<<<<

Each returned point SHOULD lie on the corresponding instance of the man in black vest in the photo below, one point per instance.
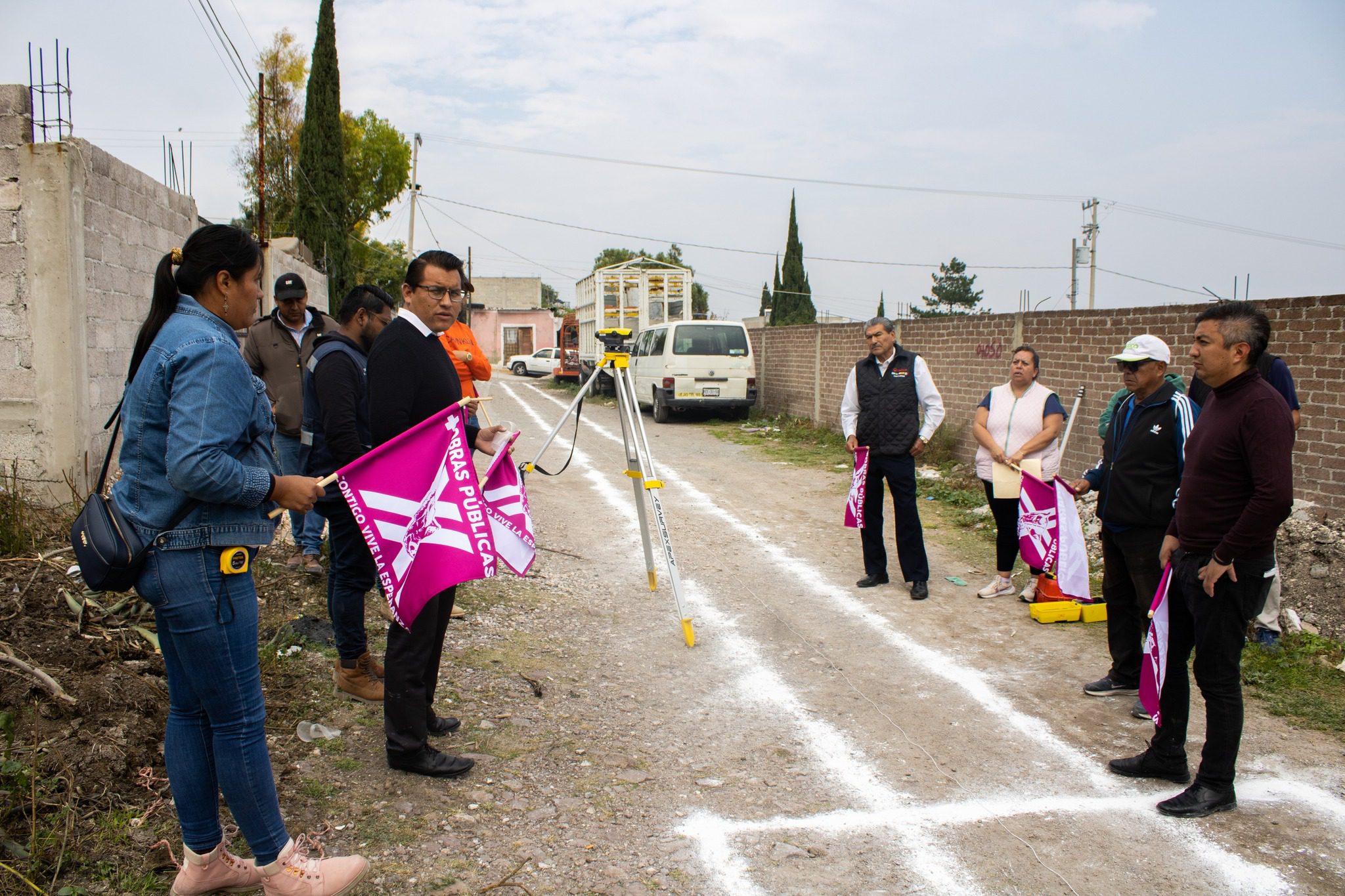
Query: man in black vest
(334, 433)
(881, 410)
(410, 379)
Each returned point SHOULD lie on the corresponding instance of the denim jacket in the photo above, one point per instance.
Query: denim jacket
(197, 425)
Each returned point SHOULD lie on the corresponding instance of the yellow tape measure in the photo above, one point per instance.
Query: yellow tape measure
(233, 561)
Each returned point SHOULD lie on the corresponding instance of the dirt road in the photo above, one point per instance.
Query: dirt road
(826, 739)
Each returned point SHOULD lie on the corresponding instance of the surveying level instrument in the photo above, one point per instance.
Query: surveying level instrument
(639, 463)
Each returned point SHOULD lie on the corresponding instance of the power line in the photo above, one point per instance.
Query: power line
(730, 249)
(982, 194)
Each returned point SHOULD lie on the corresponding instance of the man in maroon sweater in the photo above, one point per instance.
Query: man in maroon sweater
(1235, 492)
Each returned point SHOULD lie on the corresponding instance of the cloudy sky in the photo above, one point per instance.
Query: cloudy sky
(911, 132)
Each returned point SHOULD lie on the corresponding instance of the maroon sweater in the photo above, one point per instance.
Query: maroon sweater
(1239, 484)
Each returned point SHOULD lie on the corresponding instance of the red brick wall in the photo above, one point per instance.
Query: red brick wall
(969, 355)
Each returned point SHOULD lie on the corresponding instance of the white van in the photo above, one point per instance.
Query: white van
(694, 364)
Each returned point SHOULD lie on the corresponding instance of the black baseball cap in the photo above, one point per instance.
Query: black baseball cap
(290, 286)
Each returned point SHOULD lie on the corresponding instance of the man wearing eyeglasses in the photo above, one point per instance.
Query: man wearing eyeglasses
(1137, 480)
(410, 378)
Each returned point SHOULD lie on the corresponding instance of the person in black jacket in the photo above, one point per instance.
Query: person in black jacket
(334, 433)
(1137, 482)
(412, 378)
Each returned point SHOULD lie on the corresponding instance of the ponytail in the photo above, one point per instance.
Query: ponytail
(209, 250)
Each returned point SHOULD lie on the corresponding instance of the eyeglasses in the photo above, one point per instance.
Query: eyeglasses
(440, 292)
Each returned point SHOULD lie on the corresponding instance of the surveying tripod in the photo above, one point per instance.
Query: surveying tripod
(639, 463)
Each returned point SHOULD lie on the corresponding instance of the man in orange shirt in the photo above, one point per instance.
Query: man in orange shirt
(468, 358)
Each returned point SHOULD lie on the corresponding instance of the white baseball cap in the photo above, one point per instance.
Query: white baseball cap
(1143, 349)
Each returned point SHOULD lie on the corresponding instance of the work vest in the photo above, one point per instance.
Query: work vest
(315, 457)
(889, 408)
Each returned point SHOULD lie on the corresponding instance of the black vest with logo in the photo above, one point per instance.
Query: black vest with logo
(315, 457)
(889, 409)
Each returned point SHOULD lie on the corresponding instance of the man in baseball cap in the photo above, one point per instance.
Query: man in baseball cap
(1137, 482)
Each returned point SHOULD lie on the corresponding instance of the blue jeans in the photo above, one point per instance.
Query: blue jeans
(215, 740)
(349, 578)
(307, 528)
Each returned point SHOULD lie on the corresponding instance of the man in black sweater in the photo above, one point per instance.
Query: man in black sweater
(334, 433)
(412, 378)
(1235, 492)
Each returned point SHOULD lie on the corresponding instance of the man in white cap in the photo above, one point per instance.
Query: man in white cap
(1143, 452)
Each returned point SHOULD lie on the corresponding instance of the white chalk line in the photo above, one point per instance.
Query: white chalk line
(1234, 868)
(761, 684)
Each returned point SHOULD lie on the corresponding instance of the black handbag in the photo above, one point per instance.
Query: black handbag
(109, 551)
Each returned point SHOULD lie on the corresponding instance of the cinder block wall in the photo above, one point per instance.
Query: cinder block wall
(802, 371)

>>>>

**Problem description:** Give back the whole listing exactly, without pictures.

**Task response:**
Each returned point SHOULD lie on the corresponding instance of the man in black vest in the photo below, one point per instance.
Query: man in black vest
(334, 433)
(881, 410)
(410, 379)
Each returned point SHOULD lie on the corresponding instance of the denim jacket in the photo above, one point per instance.
Query: denim jacket
(197, 425)
Each returned point SHOULD lie on the corresponding instance of the yellow tape measure in the photo above, one point per instance.
Query: yellow tape measure
(233, 561)
Each returned point SHOULD lie on the corresponding instance of the dirt road in the photo above, one point per instance.
Query: dirt road
(826, 739)
Each returned point SHOULD lie on the corresponding instance of the surveying level instrument in the photo above, one point per instance.
Query: surveying level instrument
(639, 463)
Each returned point SHOULD lie on the corresponding instance of the power line in the photo above, one point per instance.
Query: power line
(730, 249)
(982, 194)
Each returned point SHOULD lie on the corresponding instance of the man in maroon sweater in the photo above, one point per instance.
Query: man in maroon sweater
(1235, 492)
Each returned point SHOULD lie on the corresponding instance of the cloudy sky in the photo above, one point per instance.
Query: cloudy sky
(911, 132)
Each returned point SHOULD lie on the corresponding instance of the maroon sweater in the photo above, one point per instance.
Query: maroon sweater
(1239, 484)
Each returned point SHOULD lie on the corresponding instance of the red brick wall in the photo above, one point per instance.
Query: red brick wall
(969, 355)
Each returned point SHOULD lie on the corresponding instance of the white van in the photo above, one point per instance.
Query: white van
(694, 364)
Each returned point SHOULD lie on the corresponding instance of the black baseball cap in the photo above, one point per instance.
Query: black baseball cap
(290, 286)
Each returned point SHOULD lie on the corresponding instance of the man wearing eyeglasses in the photo above, one point per instance.
Query: man wearing eyeglasses
(1137, 480)
(410, 378)
Each returned point SHOULD lie on the corresponding instance of the person in black jacket in the photo above, one point per instance.
Query: person in black jacket
(334, 433)
(1137, 482)
(412, 378)
Each returned point SHOULD lie on the corresponding instance of the ponytail in the photo above, one point per instance.
Query: ponytail
(209, 250)
Each returned point SHOULD lie on the corresponding instance of the eyeglasses in the photo above, one point per instance.
Query: eyeglasses
(440, 292)
Each returned point SHOULD lie on the corresponding instance of the surveying tripod in the photo above, one point per instance.
Query: surveying tripod
(639, 463)
Each returned point SHOULD lie on the corresponding instance of the man in orange shirt in the photo above, one point per instance.
Query: man in orange shirt
(468, 358)
Each returned point SHOULD lie on the corresponding instance of the white baseball cap in the photo above, one point per instance.
Query: white baseball cap
(1143, 349)
Each returned point SHOULD lie on the corresponding instance of the work vest in the photo above, one point per instance.
Query: work vest
(315, 457)
(889, 408)
Each returned point SHOULD lie on the corresponding instance of the black vest with logo in the photo above, one point per instance.
Query: black vest with logo
(315, 457)
(889, 409)
Each returned point SHOULD lie on the corresponding instance of the man in baseball cap in the photo above, one point per instance.
Query: man in baseball cap
(1137, 482)
Each returned point SHOULD lie on the corresponding instance of the blue jeans in the photo above, one point per instance.
Query: blue jeans
(215, 740)
(349, 578)
(307, 528)
Each returned point SHOULD lie on the corresponding instance of the man in black sweater in the photo above, one point per instance.
Query: man in black sweater
(334, 433)
(412, 378)
(1235, 492)
Each returned point SHOULD lie on the corresponding instance of the man in white cap in the photo above, one point per instance.
Query: man in white cap
(1143, 452)
Each returned point SHOULD lie on the corresponding instance of the white chalk line in the photo above, one point per instance.
Query: white chalk line
(1234, 868)
(761, 684)
Each returned point SHOULD lie on the corresponding instance of the black handbag in the photo above, one point per instance.
Query: black handbag
(109, 551)
Each returned point SHOULD lie on the corresponding instance of the cinder block wall in the photo above, one point per instance.
Query: cinder block wall
(802, 371)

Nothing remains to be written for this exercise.